Objective: Lay out every line of the data below as a Markdown table with the columns "Row" and "Line", numbering the rows and omitting blank lines.

Data in this exercise:
-- BEGIN --

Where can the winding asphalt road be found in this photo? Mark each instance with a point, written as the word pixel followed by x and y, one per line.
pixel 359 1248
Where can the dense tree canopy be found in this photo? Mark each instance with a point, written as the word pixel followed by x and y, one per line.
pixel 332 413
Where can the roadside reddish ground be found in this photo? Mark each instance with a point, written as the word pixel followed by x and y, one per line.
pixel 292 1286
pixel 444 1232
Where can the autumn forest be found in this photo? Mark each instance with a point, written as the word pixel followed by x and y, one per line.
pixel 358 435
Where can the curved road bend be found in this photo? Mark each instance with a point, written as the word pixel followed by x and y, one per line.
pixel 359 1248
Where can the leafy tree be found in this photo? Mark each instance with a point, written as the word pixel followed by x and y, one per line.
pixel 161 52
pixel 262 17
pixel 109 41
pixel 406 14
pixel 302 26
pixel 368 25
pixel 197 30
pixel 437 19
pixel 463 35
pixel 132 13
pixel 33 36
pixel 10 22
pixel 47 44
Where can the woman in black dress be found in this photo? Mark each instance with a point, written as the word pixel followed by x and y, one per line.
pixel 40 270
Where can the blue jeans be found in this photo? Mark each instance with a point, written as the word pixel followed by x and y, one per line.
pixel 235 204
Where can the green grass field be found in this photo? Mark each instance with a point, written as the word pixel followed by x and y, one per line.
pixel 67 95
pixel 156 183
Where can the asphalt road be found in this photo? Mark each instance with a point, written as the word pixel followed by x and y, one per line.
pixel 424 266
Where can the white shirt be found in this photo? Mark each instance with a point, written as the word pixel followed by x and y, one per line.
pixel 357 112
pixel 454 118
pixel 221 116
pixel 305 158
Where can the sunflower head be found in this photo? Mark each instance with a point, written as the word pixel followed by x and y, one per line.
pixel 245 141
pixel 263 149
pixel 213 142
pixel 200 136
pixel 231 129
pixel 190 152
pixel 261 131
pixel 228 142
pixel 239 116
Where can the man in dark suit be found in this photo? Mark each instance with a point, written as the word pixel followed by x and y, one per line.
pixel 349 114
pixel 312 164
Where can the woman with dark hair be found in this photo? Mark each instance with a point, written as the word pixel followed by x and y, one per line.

-- END --

Reply:
| Row | Line |
|---|---|
| 1 | Where can the winding asphalt road be found in this photo? Mark each instance with a point, written as the word pixel followed by x and y, one per line. |
| 2 | pixel 359 1248 |
| 3 | Where can the dense tree canopy be found in this photo? Mark each instance with a point, written as the word pixel followed by x and y, one per line. |
| 4 | pixel 332 413 |
| 5 | Where can the roadside reddish ground be found in this photo? Mark each instance with a point, written as the word pixel followed by x and y, one per line. |
| 6 | pixel 292 1286 |
| 7 | pixel 444 1232 |
| 8 | Where can the autumn forest be found in this photo? Mark each instance with a point, written as the word pixel followed by x and y, one per line. |
| 9 | pixel 358 435 |
| 10 | Where can the curved road bend be found in this photo? Mark each instance with a point, written as the word pixel followed by x and y, one per line. |
| 11 | pixel 359 1248 |
| 12 | Where can the leafy tree be found in this photo? Mark each instance with a point, written as the word pixel followed by x and y, one per line. |
| 13 | pixel 161 52 |
| 14 | pixel 262 17 |
| 15 | pixel 109 41 |
| 16 | pixel 406 14 |
| 17 | pixel 302 26 |
| 18 | pixel 368 25 |
| 19 | pixel 197 30 |
| 20 | pixel 437 19 |
| 21 | pixel 463 35 |
| 22 | pixel 132 13 |
| 23 | pixel 33 36 |
| 24 | pixel 10 22 |
| 25 | pixel 47 44 |
| 26 | Where can the woman in black dress be found in this photo? Mark each instance with a point, written as the word pixel followed by x and y, one per line. |
| 27 | pixel 40 270 |
| 28 | Where can the blue jeans be found in this photo? Mark each instance with a point, written as the word pixel followed by x and y, one per line. |
| 29 | pixel 235 204 |
| 30 | Where can the green grass field be found in this photo? Mark each instance with a point, written as the word pixel followed by x and y, one per line. |
| 31 | pixel 67 95 |
| 32 | pixel 156 183 |
| 33 | Where can the asphalt road be found in this photo? Mark each instance with a point, written as the word pixel followed by x and y, one per line. |
| 34 | pixel 424 266 |
| 35 | Where can the white shirt be found in this photo? Mark each instance with a point, written as the word pixel followed by x and y, one per line. |
| 36 | pixel 357 112 |
| 37 | pixel 454 118 |
| 38 | pixel 221 116 |
| 39 | pixel 305 158 |
| 40 | Where can the sunflower head be found in this photo? Mark each instance with a point, written as the word pixel followed by x and y, one per line. |
| 41 | pixel 245 141 |
| 42 | pixel 263 149 |
| 43 | pixel 213 142 |
| 44 | pixel 200 136 |
| 45 | pixel 231 129 |
| 46 | pixel 190 152 |
| 47 | pixel 261 131 |
| 48 | pixel 228 142 |
| 49 | pixel 239 116 |
| 50 | Where can the man in dark suit be found in this photo? Mark each instance with a point, written as the word pixel followed by x and y, one per line. |
| 51 | pixel 349 114 |
| 52 | pixel 312 164 |
| 53 | Where can the woman with dark hair be found in this photo? Mark each instance with a point, written as the word pixel followed by x and y, one per line. |